=== Selected extract ===
Thursday, April 26, 2007

The PNAS paper that inspired junk

The article referenced in this SciAm article was finally online today in PNAS Early Edition. Its a neat little paper, and I think the SciAm (minus the 'junk DNA') did a nice job summarizing it. Two complaints, still.

  1. '10,000 new uses for junk DNA!' was used out of context. 10,000 sounds like a lot. Its 0.4% of our genome.
  2. It missed a cool point I think pop culture readers might like (but maybe it is too much for a short article).
There are lots of ways to compare the genomes of humans and our nearest relatives-- you can sequence everybody and align as much as your computer can handle to make a phylogenetic tree (HAHAHA! Good luck!), or you can cut your computer (and yourself) some slack and only compare sequences of protein coding regions or specific proteins to generate a tree, or you can translate the mRNA from protein coding sequences into amino acid sequences for comparison... etc etc etc.

So say your lining up all these nucleotide and amino acid sequences and you find a gene we have in common with chimpanzees thats actively transcribed in, say, neurons. You can blow up some human neurons and some chimpanzee neurons and figure out how often the gene we have in common is transcribed by using a microarray.
Turns out that even though we have 98-99% of our protein coding regions in common with chimpanzees, a BIG difference between the two of us is the transcription rates of these genes. Sometimes the in-common-gene is up-regulated in humans, compared to chimpanzees. Or down-regulated. Or the transcribed at the same rate.
===
Reproduce the stretch of the blog post on junk DNA from "The article referenced" through "of our genome." word for word.
=== Information given ===
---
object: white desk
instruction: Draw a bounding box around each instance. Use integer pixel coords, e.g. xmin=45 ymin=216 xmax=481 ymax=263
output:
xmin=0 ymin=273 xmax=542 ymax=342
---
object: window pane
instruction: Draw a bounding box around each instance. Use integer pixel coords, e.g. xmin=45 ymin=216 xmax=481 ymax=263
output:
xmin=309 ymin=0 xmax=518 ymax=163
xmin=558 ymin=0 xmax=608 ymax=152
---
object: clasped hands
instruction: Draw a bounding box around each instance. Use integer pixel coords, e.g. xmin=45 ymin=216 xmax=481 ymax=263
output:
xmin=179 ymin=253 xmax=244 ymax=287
===
- Solution:
The article referenced in this SciAm article was finally online today in PNAS Early Edition. Its a neat little paper, and I think the SciAm (minus the 'junk DNA') did a nice job summarizing it. Two complaints, still.

  1. '10,000 new uses for junk DNA!' was used out of context. 10,000 sounds like a lot. Its 0.4% of our genome.